Data records:
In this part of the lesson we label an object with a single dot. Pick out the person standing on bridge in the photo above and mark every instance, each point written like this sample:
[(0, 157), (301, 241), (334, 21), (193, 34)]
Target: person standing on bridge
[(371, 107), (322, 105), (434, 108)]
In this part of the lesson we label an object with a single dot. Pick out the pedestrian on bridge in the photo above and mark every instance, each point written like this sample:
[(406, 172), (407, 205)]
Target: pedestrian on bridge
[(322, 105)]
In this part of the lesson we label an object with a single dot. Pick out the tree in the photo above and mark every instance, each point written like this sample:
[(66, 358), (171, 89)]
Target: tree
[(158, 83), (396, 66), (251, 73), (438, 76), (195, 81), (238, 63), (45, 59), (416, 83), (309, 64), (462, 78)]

Required task:
Put the lines above into a Markdown table with two columns, Row and Text. Number each line in Row, put the line itself in Text, and leave out blank lines.

Result of this exercise:
| Row | Text |
|---|---|
| 1 | In this part of the lesson we label an object with a single dot. Pick out the person standing on bridge in the photo above and mark every instance, each point written like this sample: |
| 2 | [(0, 157), (301, 241), (334, 21), (193, 34)] |
| 3 | Target: person standing on bridge |
| 4 | [(371, 107), (322, 105), (434, 108)] |
| 5 | In this part of the lesson we label an object with a single dot. Pick out the pedestrian on bridge in the photo above and mark every instance, each point written like this sample: |
| 6 | [(406, 172), (407, 205)] |
| 7 | Target: pedestrian on bridge |
| 8 | [(322, 105)] |
| 9 | In this part of the lesson we label an object with a single dot. Pick out the tree in the photo above and mark every instance, each point written like this sample: |
| 10 | [(66, 358), (171, 89)] |
| 11 | Target: tree |
| 12 | [(158, 83), (396, 66), (251, 73), (438, 76), (195, 81), (238, 63), (45, 59), (416, 83), (309, 64), (462, 78)] |